▸ **COMPLETE O SEGUINTE**
a) Transcreva, do texto sobre as remunerações dos gestores da Caixa Geral de Depósitos, o trecho que começa nas palavras "Enquanto se aguarda" e termina depois de "uma dieta imperdoável.".
b) Prossiga o texto sobre os salários da administração da Caixa Geral de Depósitos a partir da última frase apresentada.

▸ **EXCERTO FORNECIDO**
◆ ◆ ◆ ◆ ◆
A toque de Caixa…

Vai por aí um enorme alvoroço mediático com as remunerações fixadas pelo Governo socialista – com o apoio implícito da frente de esquerda – para os gestores da Caixa Geral de Depósitos, nomeados após uma espera de vários meses, graças às trapalhadas em que se especializou o ministro Mário Centeno.

Ora, não se percebe a bondade da polémica, quando o primeiro ministro confessou, «com toda a franqueza», que «pode ser muito impopular o vencimento [dos gestores da Caixa] mas não arrisco a má gestão na CGD, porque a estabilidade e o fortalecimento da CGD deu muito trabalho a conseguir». É justo.

Compreende-se a preocupação de António Costa, embora ao tempo do seu antecessor, José Sócrates, a Caixa já remunerasse generosamente os seus gestores, conseguindo, por isso, dispor de talentos financeiros com o perfil de Armando Vara, mandado mais tarde para o BCP, a fim de prodigalizar, num banco privado, a panóplia de conhecimentos adquiridos no banco público.

Quando António Costa hoje enfatiza que é necessário dar aos gestores da CGD «as mesmas condições que têm os gestores dos outros bancos», está a demonstrar-nos, com cristalina evidência, que aprendeu a lição da perda de Vara a favor do setor privado.

É certo que houve, então, quem tivesse a audácia de pensar que os gestores da Caixa se mudaram para o BCP de armas e bagagens a fim de zelosamente tomarem conta do banco fundado por Jardim Gonçalves, obedientes às ordens do poder político à época. Atoardas, por certo.

Desta vez, porém, foi ao contrário. Outro Governo, também socialista, foi buscar parte da equipa de gestores a um banco privado para acudir ao banco público. 

E, para acautelar a ‘concorrência’, Costa veio à liça para defender a duplicação dos salários (leu bem…) da administração da CGD, cujo presidente poderá somar – contas feitas –, entre remuneração fixa e prémios, algo parecido com 600 mil euros anuais, valor ainda acumulável com a respeitável pensão do BPI. Uma ninharia.

Compreende-se, pois, que o antes discreto António Domingues tenha negociado previamente com o Governo ser dispensado da maçada de entregar a declaração de rendimentos no Tribunal Constitucional, furtando-se à ‘devassa’ na praça pública. Ninguém poderá acusá-lo de não ter acautelado o futuro. Com calculadora.

Mas o tique de legislar em cima do joelho não é bom conselheiro. E o busílis é uma lei em vigor desde 1983, sobre o controlo público da riqueza dos titulares de cargos políticos, prever duas situações em que há a obrigação de apresentar a declaração de rendimentos, abrangendo os gestores públicos e os «titulares de órgãos de gestão de empresa participada pelo Estado, quando designados por este», o que é o caso. Um sarilho, portanto.

Enquanto se aguarda o desfecho do folhetim, ressalta uma conclusão óbvia: o Governo de Passos Coelho era avaro, forçando a administração da Caixa a uma dieta imperdoável.
◆ ◆ ◆ ◆ ◆
▸ **REGISTOS FORNECIDOS**
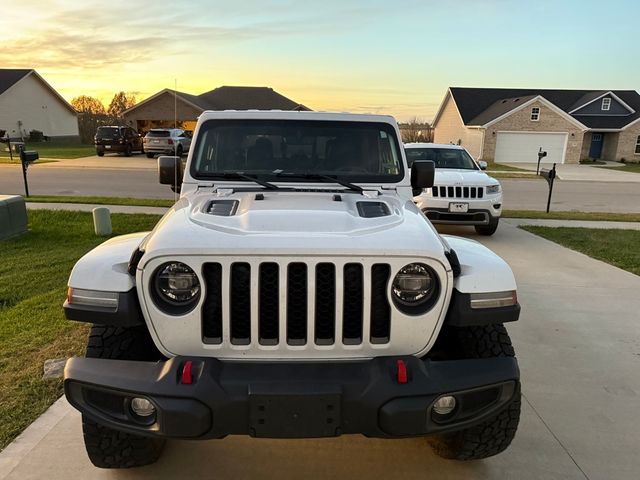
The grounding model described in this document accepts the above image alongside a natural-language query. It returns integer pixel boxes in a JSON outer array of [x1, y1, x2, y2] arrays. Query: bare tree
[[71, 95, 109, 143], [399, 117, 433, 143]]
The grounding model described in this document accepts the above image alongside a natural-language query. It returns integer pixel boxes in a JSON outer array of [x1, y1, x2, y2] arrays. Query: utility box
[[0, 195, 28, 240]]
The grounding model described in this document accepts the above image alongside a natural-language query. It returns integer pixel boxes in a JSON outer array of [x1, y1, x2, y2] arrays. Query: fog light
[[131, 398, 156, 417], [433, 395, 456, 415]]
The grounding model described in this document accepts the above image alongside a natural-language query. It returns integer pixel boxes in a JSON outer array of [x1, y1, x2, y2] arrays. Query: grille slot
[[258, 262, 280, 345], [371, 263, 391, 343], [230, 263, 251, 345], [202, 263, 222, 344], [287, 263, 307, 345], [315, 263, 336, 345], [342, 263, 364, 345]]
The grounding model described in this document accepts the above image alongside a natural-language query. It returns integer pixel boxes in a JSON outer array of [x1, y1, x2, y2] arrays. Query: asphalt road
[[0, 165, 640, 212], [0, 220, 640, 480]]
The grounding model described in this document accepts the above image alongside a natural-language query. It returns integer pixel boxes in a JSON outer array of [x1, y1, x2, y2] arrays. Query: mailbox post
◆ ◆ ◆ ◆ ◆
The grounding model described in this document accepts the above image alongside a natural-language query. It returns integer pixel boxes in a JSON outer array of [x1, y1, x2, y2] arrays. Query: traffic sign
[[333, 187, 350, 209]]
◆ ◆ ◆ ◆ ◆
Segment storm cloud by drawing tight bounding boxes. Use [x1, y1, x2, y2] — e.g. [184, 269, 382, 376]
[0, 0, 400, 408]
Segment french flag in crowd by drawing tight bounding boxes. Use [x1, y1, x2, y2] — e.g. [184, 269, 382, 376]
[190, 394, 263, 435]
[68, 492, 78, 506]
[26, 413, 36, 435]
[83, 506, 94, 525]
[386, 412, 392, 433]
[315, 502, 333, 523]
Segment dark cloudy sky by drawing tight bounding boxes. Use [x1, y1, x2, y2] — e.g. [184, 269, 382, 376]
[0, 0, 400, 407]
◆ ◆ ◆ ◆ ◆
▸ **RESPOSTAS ESCRITAS**
a)
Enquanto se aguarda o desfecho do folhetim, ressalta uma conclusão óbvia: o Governo de Passos Coelho era avaro, forçando a administração da Caixa a uma dieta imperdoável.

b)
Com o banco público a precisar de uma injeção urgente de capital (estima-se um montante global à volta de 5,16 mil milhões de euros, uma bagatela caucionada pelo contribuinte), é perfeitamente razoável que os vencimentos atribuídos aos novos gestores deixem a perder de vista os do Presidente da República ou do próprio primeiro-ministro. Gerir o banco público não se compara a pastorear um país…

A realidade aparece assim, ironicamente, de pernas para o ar. A CGD não ‘concorre’ – ou não deveria concorrer – com a banca privada. A sua vocação deveria ser outra.

Foi o que aconteceu durante muito tempo, e deu lucro, enquanto não se meteu por atalhos perigosos, emprestando dinheiro a gente pouco recomendável, envolvendo-se em financiamentos de duvidoso retorno ou, ainda, arriscando uma política expansionista imprudente fora de portas.

Marcelo Rebelo de Sousa advertiu, desconfortável, que «se há fundos públicos, não é possível nem desejável pagar o que se pagaria se fosse um banco privado sem fundos públicos».

Uma posição com histórico. Mas Costa fez ouvidos de mercador, enquanto Catarina Martins e Jerónimo de Sousa – que estão por tudo – se ficaram pela indignação mansa, para não estragar a paz da ‘geringonça’.

O Presidente foi ainda mais incisivo ao lembrar que os «bancos privados tinham cortado os vencimentos aos administradores», ao receberem fundos públicos, «e tinham cortado até 50%». Silêncio.

 

Ora, se a Caixa vai ser recapitalizada com fundos públicos, como pode o Governo adotar uma política remuneratória, no mínimo, imoral?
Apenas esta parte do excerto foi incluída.